Instructions for the task:
In the HealthKit and MyChart article, rewrite the paragraph that begins "The MyChart app gives patients" as a brief list of its main facts.
::: Source document :::
Apple’s HealthKit will integrate with Epic’s MyChart app patient portal allowing patients access to their health information according to Epic’s president Carl Dvorak, VentureBeat reports.
“Apple’s HealthKit has tremendous potential to help close the gap between consumer collected data and data collected in traditional healthcare settings. The Epic customer community, which provides care to over 170 million patients a year, will be able to use HealthKit through Epic’s MyChart application—the most used patient portal in the U.S,” said Dvorak in an email to VentureBeat
The MyChart app gives patients controlled access to the same Epic medical records their doctors use, via browser or mobile app. Patients can access their lab results, appointment information, current medications, immunization history, and more to improve their own health.
::: Supplied information :::
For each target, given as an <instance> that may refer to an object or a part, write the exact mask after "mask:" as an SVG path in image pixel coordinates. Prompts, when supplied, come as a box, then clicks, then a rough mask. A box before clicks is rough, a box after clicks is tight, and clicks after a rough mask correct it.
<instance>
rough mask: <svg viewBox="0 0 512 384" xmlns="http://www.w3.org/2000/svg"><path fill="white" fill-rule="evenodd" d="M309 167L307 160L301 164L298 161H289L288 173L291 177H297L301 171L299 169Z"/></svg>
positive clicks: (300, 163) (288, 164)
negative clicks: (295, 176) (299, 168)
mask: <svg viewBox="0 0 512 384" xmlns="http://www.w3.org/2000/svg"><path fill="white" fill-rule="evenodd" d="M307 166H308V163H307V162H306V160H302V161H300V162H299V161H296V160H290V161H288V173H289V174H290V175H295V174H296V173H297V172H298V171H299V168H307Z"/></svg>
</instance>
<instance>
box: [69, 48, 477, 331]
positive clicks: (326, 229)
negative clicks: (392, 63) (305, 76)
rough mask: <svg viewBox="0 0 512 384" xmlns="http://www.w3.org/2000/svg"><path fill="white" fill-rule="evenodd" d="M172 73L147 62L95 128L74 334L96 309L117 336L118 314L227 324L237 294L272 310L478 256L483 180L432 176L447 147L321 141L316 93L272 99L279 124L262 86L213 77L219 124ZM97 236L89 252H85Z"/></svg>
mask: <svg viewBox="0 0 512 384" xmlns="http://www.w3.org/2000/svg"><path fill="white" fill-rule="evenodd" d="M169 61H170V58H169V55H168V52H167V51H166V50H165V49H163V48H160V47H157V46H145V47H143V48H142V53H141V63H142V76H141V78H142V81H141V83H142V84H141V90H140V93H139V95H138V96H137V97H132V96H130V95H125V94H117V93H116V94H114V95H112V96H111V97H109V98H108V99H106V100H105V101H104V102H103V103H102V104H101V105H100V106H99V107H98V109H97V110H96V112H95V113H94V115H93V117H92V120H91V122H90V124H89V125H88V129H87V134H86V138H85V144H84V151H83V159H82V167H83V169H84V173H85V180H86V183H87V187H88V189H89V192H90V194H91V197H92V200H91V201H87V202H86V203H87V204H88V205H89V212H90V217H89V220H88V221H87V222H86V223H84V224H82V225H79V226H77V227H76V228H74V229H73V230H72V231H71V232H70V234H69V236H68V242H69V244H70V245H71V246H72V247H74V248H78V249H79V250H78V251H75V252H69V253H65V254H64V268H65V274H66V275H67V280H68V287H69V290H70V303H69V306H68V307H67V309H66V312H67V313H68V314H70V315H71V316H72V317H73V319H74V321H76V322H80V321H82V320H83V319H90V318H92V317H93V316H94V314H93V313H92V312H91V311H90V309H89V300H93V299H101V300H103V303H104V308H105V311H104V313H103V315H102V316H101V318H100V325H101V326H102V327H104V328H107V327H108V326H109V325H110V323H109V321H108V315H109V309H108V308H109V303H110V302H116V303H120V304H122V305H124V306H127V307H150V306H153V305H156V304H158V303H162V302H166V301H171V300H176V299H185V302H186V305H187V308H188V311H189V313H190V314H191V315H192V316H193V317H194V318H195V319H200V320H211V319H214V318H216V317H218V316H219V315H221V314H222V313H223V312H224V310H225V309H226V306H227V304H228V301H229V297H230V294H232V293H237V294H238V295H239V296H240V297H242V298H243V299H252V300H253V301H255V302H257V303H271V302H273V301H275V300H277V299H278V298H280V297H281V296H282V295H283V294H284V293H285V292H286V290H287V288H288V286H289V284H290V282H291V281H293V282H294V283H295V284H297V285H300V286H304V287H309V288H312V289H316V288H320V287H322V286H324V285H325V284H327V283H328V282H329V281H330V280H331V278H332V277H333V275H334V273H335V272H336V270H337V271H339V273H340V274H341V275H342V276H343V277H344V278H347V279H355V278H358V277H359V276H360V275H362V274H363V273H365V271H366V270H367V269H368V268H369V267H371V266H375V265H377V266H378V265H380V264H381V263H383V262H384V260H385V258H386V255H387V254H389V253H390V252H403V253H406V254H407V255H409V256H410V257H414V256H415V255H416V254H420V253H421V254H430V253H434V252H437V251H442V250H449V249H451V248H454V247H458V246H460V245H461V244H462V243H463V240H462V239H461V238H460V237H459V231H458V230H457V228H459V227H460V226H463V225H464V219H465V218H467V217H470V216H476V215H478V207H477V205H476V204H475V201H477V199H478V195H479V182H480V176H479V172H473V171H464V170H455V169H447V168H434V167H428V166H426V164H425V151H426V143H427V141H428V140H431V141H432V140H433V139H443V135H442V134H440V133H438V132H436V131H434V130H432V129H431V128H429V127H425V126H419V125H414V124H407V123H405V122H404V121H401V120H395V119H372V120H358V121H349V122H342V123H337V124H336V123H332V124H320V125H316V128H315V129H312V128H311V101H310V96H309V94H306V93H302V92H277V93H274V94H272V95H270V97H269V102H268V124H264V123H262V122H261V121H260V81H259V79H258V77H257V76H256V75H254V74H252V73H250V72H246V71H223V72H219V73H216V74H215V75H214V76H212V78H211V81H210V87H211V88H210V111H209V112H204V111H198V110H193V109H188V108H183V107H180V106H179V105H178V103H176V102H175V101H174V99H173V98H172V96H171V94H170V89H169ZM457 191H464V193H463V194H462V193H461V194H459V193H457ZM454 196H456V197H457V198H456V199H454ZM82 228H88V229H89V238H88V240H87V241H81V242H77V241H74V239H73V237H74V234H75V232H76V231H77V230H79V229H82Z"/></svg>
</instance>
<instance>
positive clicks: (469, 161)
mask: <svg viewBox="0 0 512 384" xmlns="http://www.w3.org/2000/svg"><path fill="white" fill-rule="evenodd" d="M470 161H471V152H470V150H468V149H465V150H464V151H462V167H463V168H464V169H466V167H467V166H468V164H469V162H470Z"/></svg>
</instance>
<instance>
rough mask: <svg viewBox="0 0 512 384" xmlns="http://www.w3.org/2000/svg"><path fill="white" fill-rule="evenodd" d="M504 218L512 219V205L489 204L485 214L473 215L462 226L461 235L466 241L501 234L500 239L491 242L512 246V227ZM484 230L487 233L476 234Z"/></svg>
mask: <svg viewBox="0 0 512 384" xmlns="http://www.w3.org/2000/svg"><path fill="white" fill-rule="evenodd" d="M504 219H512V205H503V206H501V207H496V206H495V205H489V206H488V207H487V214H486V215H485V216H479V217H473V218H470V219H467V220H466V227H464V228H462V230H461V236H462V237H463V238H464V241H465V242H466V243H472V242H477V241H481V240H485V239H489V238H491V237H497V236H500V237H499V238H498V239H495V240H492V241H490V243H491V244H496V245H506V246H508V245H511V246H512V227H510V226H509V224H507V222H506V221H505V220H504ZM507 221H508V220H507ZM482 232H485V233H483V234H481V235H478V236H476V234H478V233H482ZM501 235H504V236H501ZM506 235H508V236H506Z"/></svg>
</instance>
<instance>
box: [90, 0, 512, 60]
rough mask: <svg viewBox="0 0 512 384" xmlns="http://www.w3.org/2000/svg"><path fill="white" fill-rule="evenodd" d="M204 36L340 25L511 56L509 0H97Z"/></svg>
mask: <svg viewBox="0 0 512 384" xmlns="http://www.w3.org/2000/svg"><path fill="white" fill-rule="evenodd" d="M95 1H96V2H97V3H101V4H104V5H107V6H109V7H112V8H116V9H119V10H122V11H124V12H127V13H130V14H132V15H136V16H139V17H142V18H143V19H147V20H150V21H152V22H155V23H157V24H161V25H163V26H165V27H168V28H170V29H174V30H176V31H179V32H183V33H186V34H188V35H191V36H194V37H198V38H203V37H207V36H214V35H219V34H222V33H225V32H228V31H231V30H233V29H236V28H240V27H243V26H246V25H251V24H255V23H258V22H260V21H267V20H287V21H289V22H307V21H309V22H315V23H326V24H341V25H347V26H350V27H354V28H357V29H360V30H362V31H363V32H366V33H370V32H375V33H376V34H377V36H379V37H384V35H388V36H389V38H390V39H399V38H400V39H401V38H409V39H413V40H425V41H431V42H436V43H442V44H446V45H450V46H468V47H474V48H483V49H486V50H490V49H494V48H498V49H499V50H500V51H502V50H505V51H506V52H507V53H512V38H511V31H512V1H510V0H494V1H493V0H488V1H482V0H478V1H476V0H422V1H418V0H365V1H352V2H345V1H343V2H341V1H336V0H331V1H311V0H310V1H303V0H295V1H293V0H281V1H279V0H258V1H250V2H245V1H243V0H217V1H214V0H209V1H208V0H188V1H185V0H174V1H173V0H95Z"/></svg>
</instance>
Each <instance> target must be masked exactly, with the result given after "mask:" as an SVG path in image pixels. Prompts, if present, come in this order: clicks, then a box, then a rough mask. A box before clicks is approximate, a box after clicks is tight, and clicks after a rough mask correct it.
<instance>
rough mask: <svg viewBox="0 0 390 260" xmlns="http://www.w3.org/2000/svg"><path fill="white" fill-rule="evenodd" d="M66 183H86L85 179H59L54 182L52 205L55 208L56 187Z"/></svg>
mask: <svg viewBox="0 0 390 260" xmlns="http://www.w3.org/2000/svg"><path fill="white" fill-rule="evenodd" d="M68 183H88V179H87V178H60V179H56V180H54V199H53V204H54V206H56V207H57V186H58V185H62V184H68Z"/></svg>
:::
Task answer:
- MyChart gives patients controlled access to the same Epic medical records their doctors use.
- Access is through a browser or a mobile app.
- Patients can view lab results, appointment information, current medications, immunization history, and more.
- The aim is to help patients improve their own health.